▶ **DESCRIPTION OF THE TASK**: Please copy out the listing below word for word, from the line containing "Can you find the blurred pink" through the last line of the listing, inclusive.
· · · · ·
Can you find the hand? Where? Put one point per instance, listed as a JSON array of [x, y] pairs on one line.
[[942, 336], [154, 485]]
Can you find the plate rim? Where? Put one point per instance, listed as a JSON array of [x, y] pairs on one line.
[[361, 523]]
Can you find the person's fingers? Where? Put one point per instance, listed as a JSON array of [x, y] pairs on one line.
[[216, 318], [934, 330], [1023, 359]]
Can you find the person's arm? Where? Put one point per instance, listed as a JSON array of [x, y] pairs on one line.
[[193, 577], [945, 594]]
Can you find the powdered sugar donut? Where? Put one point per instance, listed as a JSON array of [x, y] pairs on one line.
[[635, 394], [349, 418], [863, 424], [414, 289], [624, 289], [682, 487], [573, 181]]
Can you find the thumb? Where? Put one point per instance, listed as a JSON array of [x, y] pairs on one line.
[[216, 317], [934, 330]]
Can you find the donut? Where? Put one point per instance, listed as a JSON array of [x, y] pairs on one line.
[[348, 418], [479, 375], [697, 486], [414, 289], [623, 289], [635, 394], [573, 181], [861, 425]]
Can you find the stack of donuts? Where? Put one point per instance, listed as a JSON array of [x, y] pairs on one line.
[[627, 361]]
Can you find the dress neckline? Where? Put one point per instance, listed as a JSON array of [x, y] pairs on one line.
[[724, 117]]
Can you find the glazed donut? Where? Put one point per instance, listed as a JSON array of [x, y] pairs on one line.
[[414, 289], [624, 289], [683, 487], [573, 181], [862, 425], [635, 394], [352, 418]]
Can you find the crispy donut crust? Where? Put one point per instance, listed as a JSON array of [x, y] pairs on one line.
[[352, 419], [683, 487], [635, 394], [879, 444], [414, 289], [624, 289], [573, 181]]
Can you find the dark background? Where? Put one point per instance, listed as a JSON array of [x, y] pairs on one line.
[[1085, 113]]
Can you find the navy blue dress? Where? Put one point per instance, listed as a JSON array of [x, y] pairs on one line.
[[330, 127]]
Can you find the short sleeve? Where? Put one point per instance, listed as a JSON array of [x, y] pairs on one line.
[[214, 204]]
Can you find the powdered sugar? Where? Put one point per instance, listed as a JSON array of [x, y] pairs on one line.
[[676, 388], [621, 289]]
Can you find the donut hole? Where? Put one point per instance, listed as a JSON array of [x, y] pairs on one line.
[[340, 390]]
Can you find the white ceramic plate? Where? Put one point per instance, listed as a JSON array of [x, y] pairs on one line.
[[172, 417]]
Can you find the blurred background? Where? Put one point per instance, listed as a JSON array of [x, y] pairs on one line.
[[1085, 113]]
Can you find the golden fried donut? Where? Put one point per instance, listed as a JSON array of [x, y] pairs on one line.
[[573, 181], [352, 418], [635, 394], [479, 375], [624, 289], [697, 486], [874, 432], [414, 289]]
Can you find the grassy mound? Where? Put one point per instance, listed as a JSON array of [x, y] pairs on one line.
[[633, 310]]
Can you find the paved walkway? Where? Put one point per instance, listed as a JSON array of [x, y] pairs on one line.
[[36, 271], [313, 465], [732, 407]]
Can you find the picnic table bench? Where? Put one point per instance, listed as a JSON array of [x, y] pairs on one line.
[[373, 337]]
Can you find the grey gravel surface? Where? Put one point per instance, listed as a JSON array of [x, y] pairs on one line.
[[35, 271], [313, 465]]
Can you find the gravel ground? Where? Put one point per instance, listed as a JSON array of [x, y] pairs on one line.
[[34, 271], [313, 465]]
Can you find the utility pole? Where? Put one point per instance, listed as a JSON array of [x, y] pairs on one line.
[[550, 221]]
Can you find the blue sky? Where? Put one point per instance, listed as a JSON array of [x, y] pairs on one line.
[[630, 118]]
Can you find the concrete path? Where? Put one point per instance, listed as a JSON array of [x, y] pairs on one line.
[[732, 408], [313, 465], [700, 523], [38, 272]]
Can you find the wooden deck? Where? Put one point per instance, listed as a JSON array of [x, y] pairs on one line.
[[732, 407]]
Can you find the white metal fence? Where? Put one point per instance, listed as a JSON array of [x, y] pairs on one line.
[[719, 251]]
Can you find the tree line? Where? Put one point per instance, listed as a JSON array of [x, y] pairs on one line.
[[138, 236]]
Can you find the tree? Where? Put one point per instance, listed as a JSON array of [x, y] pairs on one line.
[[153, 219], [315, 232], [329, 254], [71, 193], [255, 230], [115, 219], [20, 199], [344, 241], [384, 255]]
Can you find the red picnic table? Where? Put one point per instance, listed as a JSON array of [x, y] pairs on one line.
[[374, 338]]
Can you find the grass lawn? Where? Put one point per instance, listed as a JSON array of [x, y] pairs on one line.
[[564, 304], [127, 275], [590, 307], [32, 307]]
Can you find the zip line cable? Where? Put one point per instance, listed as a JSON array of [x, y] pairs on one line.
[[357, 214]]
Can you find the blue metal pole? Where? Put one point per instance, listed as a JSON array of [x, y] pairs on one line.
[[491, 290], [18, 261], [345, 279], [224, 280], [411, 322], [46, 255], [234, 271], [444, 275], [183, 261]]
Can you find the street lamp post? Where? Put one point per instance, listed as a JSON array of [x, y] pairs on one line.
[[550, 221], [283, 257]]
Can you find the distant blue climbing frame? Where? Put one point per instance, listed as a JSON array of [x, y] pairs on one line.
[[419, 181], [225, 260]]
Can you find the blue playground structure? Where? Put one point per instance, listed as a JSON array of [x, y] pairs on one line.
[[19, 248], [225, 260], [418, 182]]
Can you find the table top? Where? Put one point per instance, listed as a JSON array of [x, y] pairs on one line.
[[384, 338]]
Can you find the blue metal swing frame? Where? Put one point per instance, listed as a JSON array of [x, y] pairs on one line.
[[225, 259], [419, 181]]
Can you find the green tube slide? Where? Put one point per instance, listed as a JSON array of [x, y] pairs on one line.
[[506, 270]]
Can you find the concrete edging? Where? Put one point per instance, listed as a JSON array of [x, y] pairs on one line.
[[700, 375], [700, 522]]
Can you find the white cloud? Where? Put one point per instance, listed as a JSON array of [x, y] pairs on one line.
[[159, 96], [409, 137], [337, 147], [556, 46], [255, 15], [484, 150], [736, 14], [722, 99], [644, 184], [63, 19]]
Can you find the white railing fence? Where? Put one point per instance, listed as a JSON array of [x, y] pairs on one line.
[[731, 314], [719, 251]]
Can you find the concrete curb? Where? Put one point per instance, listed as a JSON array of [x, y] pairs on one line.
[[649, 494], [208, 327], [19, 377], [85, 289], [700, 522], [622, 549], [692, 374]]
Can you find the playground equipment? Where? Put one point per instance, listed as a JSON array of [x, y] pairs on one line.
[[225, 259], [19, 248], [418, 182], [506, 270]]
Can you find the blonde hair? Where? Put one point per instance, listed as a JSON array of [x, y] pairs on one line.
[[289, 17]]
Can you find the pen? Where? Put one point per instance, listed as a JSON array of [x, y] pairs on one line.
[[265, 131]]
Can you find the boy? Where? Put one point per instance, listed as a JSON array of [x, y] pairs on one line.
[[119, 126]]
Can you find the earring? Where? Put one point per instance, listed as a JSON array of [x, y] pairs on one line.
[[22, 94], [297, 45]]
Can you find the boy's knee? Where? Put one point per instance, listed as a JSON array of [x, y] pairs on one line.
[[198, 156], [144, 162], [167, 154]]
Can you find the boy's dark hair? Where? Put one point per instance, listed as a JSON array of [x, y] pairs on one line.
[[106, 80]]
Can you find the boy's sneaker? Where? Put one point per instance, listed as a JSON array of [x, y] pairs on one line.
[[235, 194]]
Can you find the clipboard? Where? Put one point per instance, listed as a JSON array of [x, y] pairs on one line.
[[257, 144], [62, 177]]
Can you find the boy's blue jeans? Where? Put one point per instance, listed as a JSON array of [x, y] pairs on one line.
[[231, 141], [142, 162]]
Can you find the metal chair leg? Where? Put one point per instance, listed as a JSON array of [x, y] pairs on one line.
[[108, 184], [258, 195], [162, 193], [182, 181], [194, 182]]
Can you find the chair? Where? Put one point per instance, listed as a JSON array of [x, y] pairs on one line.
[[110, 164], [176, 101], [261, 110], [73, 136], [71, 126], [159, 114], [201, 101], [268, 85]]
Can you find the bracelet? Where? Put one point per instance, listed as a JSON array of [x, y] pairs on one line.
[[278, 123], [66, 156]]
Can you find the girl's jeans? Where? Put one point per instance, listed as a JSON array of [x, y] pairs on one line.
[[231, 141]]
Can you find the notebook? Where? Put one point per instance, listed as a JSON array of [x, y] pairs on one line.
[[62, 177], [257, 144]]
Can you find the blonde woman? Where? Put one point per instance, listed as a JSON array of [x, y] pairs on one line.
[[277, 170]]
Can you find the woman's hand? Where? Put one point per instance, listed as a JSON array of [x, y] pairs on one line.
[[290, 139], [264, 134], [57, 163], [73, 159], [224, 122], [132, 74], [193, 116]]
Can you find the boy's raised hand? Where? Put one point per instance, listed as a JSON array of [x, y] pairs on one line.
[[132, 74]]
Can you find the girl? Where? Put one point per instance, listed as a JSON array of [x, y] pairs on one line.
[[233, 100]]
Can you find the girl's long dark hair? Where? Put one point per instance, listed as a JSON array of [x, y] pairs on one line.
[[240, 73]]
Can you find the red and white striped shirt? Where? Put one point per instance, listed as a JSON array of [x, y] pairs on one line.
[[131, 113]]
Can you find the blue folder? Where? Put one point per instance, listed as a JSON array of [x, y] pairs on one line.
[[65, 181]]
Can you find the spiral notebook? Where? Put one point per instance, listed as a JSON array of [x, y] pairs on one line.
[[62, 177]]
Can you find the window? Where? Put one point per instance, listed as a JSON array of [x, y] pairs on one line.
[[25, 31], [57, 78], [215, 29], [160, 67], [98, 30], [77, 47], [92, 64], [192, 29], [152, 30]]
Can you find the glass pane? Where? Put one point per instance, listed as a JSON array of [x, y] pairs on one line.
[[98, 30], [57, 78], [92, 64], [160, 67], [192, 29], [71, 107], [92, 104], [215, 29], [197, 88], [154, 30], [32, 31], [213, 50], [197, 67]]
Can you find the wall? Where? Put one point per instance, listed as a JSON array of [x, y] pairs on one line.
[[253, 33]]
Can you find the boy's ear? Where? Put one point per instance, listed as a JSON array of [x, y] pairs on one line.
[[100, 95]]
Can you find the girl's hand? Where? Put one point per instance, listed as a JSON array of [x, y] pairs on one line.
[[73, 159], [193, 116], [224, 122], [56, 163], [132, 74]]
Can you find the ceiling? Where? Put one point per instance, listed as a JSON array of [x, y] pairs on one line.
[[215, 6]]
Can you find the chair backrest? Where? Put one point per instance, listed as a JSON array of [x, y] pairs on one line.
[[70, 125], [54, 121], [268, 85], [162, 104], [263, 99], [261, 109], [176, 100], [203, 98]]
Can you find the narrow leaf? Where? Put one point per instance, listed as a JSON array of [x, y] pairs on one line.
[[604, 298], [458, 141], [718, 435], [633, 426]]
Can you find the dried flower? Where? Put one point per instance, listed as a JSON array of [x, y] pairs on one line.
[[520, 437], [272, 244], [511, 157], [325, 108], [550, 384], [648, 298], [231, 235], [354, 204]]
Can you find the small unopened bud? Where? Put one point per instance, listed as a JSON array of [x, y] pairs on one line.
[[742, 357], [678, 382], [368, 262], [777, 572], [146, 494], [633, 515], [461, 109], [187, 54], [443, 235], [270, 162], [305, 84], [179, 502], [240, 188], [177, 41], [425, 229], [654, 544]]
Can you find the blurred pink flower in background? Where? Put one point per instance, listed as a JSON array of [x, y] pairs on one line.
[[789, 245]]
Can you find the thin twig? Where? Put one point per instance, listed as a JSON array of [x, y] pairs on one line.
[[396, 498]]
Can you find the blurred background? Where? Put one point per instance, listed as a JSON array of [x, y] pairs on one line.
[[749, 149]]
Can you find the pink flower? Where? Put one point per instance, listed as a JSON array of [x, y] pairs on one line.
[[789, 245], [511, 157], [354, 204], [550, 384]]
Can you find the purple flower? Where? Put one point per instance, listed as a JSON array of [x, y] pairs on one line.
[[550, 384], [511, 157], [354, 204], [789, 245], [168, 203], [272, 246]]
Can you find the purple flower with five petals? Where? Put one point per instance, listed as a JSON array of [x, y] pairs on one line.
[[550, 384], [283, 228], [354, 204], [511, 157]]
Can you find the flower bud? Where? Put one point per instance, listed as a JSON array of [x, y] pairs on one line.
· · · · ·
▶ **OUTPUT**:
Can you find the blurred pink flower in background? Where? Put one point per instance, listed as a JSON array of [x, y] pairs on one line.
[[789, 245]]
Can you find the thin twig? Where? Put one point per instance, listed as a JSON array of [x, y] pairs on one line.
[[396, 498]]
Can you find the blurred background? Where? Put one point per instance, listed as a JSON array of [x, y] pairs on one line.
[[749, 149]]
Can you find the pink flower? Where? Put one point per instance, listed as a JSON array of [x, y] pairs on one line.
[[789, 245], [511, 157], [354, 204], [550, 384]]
Can you find the purple flower? Where? Put one point per instance, listed as a JSON array of [x, y] pairs on one line.
[[550, 384], [511, 157], [354, 204], [789, 245], [168, 203], [272, 246]]
Can you find the purple flower with five petals? Where? Put one point per instance, listed as a JSON array of [x, y] pairs on one line.
[[550, 384], [283, 228], [354, 204], [511, 157]]
Can you find the flower bud? Where? Put one point per instance, listed as a JSON array of [x, y] pairs on one line.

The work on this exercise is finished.